» **Supplied text**
Monday, November 15, 2010

It's Time to Get Smart About Antibiotics

This guest blog was written by Jean Patel , PhD, D(ABMM), Deputy Director, Office of Antimicrobial Resistance for Centers for Disease Control and Prevention

When I began my career in antimicrobial resistance at the Centers for Disease Control and Prevention (CDC), cephalosporin-resistant Enterobacteriaceae and methicillin-resistant Staphylococcus aureus were the focus of attention . In a few short years, bacterial pathogens have continued to outwit us by changing their genetic make-up enough to survive nearly all antibiotics that might be considered for treatment.

In the past 10 years, carbapenems have been the “drugs of last resort” for Enterobacteriaceae. However, today we have identified carbapenem-resistant Enterobacteriaceae (CRE), which carry an enzyme called the Klebsiella pneumoniae carbapenemase (KPC), in at least 35 states and globally. Most recently, CRE with new mechanisms of resistance (called NDM-1 and VIM) were also identified in the United States.

Now is the time for action. Antibiotics are a shared resource – and becoming a scarce resource. Appropriate use of existing antibiotics can limit the spread of antibiotic resistance, preserving antibiotics for the future.

On November 15-18, 2010, CDC and our partners will observe Get Smart About Antibiotics Week, in an effort to focus attention on improving antibiotic use as a key effort to reduce antibiotic resistance. The U.S. observance will coincide with the European and Canadian antibiotic awareness days, November 18, 2010. In conjunction with Get Smart Week 2010, CDC will unveil its new Get Smart for Healthcare campaign focused on improving antibiotic use in hospitals and long-term care facilities. Improving antibiotic use in in-patient settings can improve cure rates and reduce Clostridium difficile.

Together, we can address this global resistance threat. By leveraging our collective resources towards preserving these vital therapies for the future, we can protect patients and save lives.


  1. Thanks, Jean. To add to this, European Centre for Disease Prevention and Control (ECDC) reported today that NDM-1 has now been detected in 13 European countries and is being referred to as a "super super bug".

» **Data provided**

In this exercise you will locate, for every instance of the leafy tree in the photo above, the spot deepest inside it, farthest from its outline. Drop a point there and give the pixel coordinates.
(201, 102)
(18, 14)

» **What you will do**
1. Name each resistance mechanism the antibiotics blog post mentions for carbapenem-resistant Enterobacteriaceae.
2. According to the antibiotics blog post, why is the Get Smart for Healthcare campaign aimed at antibiotic use in hospitals and long-term care facilities?
Answer using only the blog post.

» **Answers to the exercises**
1.
- KPC (Klebsiella pneumoniae carbapenemase)
- NDM-1
- VIM

2. Improving antibiotic use in in-patient settings can improve cure rates and reduce Clostridium difficile.